▸ Objective
Rewrite every one of the items below with "one point per instance" swapped for "a single point for each instance", keeping everything else the same. Omit the pictures from your copy.

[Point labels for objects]
=======

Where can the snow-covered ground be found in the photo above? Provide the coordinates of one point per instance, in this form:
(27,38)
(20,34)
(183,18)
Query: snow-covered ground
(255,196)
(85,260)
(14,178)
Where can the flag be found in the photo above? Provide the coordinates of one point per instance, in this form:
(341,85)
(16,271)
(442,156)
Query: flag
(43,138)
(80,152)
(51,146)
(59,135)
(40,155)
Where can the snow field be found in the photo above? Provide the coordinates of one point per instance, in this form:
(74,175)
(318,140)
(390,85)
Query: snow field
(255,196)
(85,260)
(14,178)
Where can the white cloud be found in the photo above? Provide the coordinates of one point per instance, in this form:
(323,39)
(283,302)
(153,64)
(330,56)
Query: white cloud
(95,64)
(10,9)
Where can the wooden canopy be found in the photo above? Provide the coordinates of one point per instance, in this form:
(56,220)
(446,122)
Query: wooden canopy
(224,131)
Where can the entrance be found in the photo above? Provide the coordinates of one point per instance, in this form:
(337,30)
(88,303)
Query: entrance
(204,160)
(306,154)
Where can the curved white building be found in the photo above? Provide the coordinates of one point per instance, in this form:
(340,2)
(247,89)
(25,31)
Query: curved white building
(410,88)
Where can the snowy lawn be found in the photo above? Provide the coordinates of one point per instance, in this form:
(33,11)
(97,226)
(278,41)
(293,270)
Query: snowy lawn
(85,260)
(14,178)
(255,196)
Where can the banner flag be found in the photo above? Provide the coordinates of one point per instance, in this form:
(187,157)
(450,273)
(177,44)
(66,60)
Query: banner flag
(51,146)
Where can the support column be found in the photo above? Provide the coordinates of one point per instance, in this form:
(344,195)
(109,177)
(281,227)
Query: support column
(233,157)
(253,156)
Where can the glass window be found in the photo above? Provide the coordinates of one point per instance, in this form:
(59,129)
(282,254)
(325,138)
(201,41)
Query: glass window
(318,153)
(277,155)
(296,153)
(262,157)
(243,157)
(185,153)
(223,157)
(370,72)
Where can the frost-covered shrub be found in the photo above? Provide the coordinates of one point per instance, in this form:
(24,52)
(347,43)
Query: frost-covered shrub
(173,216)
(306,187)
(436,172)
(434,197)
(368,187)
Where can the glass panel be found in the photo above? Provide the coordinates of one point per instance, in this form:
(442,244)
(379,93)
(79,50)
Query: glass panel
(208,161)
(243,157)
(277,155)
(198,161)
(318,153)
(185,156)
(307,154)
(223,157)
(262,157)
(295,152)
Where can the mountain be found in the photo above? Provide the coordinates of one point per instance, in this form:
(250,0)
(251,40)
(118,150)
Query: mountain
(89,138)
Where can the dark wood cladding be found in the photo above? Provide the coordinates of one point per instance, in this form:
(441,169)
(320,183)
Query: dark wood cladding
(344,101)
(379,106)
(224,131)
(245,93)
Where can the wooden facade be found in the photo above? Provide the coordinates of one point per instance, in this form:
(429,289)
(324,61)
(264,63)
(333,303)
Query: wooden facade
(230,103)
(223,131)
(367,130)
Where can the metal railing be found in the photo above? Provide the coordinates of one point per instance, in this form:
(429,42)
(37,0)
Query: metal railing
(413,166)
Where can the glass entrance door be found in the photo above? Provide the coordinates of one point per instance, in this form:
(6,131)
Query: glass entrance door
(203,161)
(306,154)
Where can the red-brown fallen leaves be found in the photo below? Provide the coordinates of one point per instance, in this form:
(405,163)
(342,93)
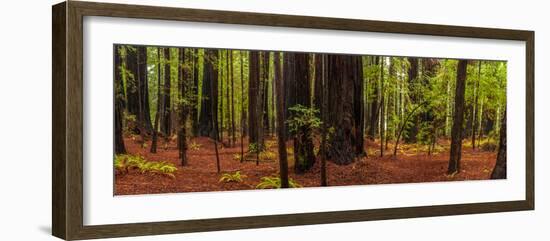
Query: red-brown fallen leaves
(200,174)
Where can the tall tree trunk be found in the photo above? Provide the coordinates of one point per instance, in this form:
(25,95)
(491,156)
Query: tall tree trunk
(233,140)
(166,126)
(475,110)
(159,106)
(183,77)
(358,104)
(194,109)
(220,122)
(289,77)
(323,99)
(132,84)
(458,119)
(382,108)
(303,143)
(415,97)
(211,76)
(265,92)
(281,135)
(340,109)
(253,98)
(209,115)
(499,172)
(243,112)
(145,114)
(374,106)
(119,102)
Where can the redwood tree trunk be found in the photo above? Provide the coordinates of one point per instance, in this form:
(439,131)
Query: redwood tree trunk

=======

▸ Solved exercise
Where can the snow-covered ground be found in the photo above? Provide the coordinates of a single point for each instance, in this form:
(27,38)
(20,34)
(183,18)
Query: snow-covered ground
(255,196)
(85,260)
(14,178)
Where can the flag be found in the photo above? Provide the coordinates of a single point for each instance, in this form:
(341,85)
(16,271)
(442,156)
Query: flag
(43,138)
(80,152)
(51,146)
(59,135)
(40,155)
Where can the snow field be found in the photo above? Provide the coordinates of a single point for each instance, in this form:
(74,175)
(318,140)
(390,85)
Query: snow field
(255,196)
(85,260)
(14,178)
Where can the white cloud be found in the photo above? Provide the coordinates of a single point for each instance, in this form:
(323,39)
(283,302)
(153,64)
(330,56)
Query: white cloud
(95,64)
(10,9)
Where can the wooden canopy be found in the photo above? Provide the coordinates of a single point for each instance, in this form:
(56,220)
(446,122)
Query: wooden canopy
(224,131)
Where can the entrance be found in the photo above? Provide the coordinates of a single point for each instance, in this form:
(337,30)
(88,303)
Query: entrance
(204,160)
(306,154)
Where can the curved white building be found in the photo above? Provide the coordinates of a single point for each instance, in this form:
(340,2)
(247,89)
(25,31)
Query: curved white building
(410,88)
Where can the snowy lawn be found in the photo above? Provide the coordinates of a single point for each instance, in this form:
(33,11)
(97,226)
(278,41)
(293,270)
Query: snowy lawn
(85,260)
(14,178)
(255,196)
Where can the banner flag be found in the photo above? Provide the coordinates of a single point for each instance, in this form:
(187,157)
(450,273)
(177,44)
(66,60)
Query: banner flag
(51,146)
Where can the support column be found in the photo above? Provide the coordinates of a single point for each instance, in this form:
(344,195)
(109,177)
(281,227)
Query: support column
(233,157)
(253,156)
Where can the glass window be found in the photo above? Provide the coordinates of a single point for each instance, in this form:
(59,129)
(282,254)
(325,138)
(201,41)
Query: glass window
(318,153)
(277,155)
(296,153)
(262,157)
(243,157)
(185,153)
(223,157)
(370,72)
Where can the frost-covered shrub be found in the photo above? Provide the coordinates of a single point for each instance, in this form:
(24,52)
(347,43)
Query: frost-covered shrub
(173,216)
(306,187)
(436,172)
(434,197)
(368,187)
Where can the glass panel be found in the photo above? Provide the coordinates of a single point for each instance, in this form:
(442,244)
(379,93)
(79,50)
Query: glass panel
(208,161)
(243,157)
(277,155)
(198,161)
(318,153)
(185,156)
(307,154)
(223,157)
(262,157)
(295,152)
Where can the mountain be found in the photo above? Provide the coordinates of a single point for each instance, in this form:
(250,0)
(251,40)
(118,150)
Query: mountain
(89,138)
Where can the dark wood cladding be found in the photo above? Provide the coordinates of a single point for each instance, in this form:
(441,169)
(320,183)
Query: dark wood cladding
(344,101)
(379,106)
(224,131)
(245,93)
Where can the wooden facade be found in the photo above? Provide the coordinates of a single point for each instance, in this form:
(429,289)
(324,61)
(264,63)
(333,303)
Query: wooden facade
(230,103)
(223,131)
(367,130)
Where can the metal railing be found in the photo above? Provide the coordinates of a single point for each instance, in this form:
(429,42)
(37,0)
Query: metal railing
(413,166)
Where can the glass entrance door be found in the photo above? Provide the coordinates of a single point for each instance, in this form:
(6,131)
Query: glass entrance door
(203,161)
(306,154)
Where can the red-brown fallen leaves be found in the photo below? Provide the coordinates of a single point for each instance, in this form:
(405,163)
(342,93)
Query: red-brown fallen leaves
(200,174)
Where can the tall tree trunk be found in the photo above? Provide the coordinates of a single point for each instance, in this form:
(25,95)
(491,156)
Query: tall tree trunk
(233,140)
(166,126)
(475,110)
(159,106)
(183,77)
(358,104)
(194,109)
(220,122)
(289,77)
(323,99)
(132,84)
(458,119)
(382,108)
(303,143)
(415,97)
(211,76)
(265,92)
(281,135)
(340,109)
(253,98)
(209,115)
(499,172)
(243,112)
(145,114)
(374,106)
(119,102)
Where can the redwood tree trunk be found in the photo above? Provide the coordinates of a single point for each instance, in this form:
(439,131)
Query: redwood tree trunk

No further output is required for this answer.